## Task objective
Return each complete line of the material below in which the word "dark" appears.

## Material provided
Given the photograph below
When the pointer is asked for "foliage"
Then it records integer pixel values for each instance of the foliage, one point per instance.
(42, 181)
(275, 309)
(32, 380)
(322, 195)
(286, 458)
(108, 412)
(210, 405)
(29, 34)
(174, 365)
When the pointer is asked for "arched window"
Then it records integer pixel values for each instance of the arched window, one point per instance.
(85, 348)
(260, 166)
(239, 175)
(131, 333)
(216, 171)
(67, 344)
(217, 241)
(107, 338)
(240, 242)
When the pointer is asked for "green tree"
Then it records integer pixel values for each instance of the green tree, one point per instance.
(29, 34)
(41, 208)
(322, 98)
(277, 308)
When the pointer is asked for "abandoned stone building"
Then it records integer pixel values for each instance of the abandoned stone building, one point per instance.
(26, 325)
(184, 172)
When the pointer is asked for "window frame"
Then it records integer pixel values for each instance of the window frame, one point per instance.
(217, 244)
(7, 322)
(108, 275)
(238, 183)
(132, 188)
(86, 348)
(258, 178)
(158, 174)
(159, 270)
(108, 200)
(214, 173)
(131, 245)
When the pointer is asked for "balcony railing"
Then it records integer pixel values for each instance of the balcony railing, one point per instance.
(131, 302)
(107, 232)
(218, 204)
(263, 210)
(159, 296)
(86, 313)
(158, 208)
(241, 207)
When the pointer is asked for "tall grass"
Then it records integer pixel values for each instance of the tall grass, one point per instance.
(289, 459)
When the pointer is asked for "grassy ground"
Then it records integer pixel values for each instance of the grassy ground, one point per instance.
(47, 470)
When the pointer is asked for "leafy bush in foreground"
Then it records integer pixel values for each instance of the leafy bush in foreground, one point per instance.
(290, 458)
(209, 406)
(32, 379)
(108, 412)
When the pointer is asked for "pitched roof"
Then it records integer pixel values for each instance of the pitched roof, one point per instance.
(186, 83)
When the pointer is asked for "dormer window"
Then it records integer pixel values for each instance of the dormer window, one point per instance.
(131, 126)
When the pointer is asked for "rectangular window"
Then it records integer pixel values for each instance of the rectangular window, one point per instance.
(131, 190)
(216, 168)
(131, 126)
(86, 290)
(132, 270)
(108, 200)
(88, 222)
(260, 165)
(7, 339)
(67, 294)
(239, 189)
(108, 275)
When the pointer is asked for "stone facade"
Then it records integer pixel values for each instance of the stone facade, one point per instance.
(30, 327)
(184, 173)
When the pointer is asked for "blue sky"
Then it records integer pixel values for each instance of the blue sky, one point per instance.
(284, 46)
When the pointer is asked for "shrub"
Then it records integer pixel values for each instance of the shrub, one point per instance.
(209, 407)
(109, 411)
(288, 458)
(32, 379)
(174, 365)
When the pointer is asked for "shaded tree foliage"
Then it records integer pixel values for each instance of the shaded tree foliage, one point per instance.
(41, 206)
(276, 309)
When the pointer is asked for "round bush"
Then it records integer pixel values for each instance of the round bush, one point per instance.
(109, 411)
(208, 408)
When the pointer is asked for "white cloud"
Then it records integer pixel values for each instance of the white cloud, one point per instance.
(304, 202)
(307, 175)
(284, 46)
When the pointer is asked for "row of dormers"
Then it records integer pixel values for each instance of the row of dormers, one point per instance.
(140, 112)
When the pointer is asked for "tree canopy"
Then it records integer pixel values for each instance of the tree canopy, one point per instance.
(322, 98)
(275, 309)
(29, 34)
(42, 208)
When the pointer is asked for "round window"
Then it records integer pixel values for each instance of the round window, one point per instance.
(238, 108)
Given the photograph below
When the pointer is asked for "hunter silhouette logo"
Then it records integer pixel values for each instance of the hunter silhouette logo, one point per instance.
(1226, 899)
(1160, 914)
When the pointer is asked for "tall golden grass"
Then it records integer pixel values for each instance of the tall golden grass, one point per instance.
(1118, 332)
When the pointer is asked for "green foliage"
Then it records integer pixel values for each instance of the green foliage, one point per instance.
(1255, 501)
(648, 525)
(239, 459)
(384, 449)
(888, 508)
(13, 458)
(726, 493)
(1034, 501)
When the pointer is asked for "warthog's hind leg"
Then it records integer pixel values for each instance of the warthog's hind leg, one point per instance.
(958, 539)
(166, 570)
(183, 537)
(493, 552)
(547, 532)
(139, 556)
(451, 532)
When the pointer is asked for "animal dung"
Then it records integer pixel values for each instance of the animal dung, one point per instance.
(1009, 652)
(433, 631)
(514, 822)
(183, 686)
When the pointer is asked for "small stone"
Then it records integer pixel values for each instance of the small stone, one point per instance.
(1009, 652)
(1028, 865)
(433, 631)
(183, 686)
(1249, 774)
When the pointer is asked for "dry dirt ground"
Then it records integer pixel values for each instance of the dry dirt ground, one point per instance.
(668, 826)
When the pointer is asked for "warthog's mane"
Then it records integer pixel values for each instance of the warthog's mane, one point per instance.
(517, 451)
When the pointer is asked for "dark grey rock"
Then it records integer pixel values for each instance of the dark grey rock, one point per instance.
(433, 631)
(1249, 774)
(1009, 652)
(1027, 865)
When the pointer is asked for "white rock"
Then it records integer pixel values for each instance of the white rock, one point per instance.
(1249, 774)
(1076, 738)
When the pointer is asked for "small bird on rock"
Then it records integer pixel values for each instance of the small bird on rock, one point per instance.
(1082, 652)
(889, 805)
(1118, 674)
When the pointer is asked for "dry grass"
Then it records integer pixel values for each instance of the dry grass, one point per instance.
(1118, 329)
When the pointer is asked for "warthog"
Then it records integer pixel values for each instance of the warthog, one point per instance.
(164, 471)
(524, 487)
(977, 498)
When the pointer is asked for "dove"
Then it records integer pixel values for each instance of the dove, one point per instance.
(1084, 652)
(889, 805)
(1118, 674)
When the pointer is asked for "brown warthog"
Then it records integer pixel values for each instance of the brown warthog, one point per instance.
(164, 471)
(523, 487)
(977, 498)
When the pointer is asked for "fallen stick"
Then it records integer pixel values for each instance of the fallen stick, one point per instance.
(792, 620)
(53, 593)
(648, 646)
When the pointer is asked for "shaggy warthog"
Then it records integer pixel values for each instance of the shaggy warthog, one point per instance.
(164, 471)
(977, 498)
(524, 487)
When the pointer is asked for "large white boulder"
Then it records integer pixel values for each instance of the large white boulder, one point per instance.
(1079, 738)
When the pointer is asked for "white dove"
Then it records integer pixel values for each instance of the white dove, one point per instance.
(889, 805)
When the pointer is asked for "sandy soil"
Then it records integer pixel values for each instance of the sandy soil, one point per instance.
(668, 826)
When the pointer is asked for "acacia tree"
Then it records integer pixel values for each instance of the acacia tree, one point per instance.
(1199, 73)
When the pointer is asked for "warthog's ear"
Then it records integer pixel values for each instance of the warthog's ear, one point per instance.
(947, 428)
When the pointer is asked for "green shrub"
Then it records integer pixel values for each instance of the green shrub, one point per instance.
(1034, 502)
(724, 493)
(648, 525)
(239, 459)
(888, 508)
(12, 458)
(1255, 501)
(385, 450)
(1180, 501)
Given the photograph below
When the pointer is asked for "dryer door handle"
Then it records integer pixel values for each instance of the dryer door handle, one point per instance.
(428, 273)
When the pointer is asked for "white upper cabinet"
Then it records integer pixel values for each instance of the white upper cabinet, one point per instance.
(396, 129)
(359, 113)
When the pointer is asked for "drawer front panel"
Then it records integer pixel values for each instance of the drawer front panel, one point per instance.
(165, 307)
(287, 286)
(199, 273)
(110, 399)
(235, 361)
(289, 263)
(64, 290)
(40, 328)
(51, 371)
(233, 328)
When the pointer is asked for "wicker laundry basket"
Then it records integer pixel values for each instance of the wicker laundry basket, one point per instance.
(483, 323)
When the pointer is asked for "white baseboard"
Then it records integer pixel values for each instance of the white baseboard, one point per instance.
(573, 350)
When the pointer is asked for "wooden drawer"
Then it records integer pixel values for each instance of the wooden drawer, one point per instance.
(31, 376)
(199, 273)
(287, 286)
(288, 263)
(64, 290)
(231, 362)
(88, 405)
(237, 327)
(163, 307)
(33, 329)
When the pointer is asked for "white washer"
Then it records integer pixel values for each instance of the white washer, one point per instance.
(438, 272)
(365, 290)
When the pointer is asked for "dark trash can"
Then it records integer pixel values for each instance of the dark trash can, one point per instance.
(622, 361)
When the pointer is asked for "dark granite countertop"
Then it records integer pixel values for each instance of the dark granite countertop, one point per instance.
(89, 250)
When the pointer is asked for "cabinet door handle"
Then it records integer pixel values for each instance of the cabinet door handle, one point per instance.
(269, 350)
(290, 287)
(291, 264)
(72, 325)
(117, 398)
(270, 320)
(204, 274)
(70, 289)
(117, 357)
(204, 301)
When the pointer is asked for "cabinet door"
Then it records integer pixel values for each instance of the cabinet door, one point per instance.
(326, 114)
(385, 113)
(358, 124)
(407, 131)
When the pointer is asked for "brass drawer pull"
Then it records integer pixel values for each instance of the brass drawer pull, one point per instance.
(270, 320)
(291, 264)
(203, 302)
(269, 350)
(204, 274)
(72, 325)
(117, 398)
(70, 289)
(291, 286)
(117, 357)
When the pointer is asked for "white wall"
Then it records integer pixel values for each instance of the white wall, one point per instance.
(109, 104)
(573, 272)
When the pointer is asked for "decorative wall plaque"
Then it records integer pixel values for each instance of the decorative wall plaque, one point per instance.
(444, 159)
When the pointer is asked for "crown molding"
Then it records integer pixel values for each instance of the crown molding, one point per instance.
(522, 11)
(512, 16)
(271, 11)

## Solution for this task
When the pointer is asked for "dark grey rock"
Then it records integer pixel values for each instance of the dark grey rock, one point per instance.
When the pointer is asked for "dark trash can"
Then it records integer pixel values for each instance of the dark trash can, one point per instance.
When the pointer is asked for "dark granite countertop"
Then it records integer pixel values for each instance of the dark granite countertop, one point per instance.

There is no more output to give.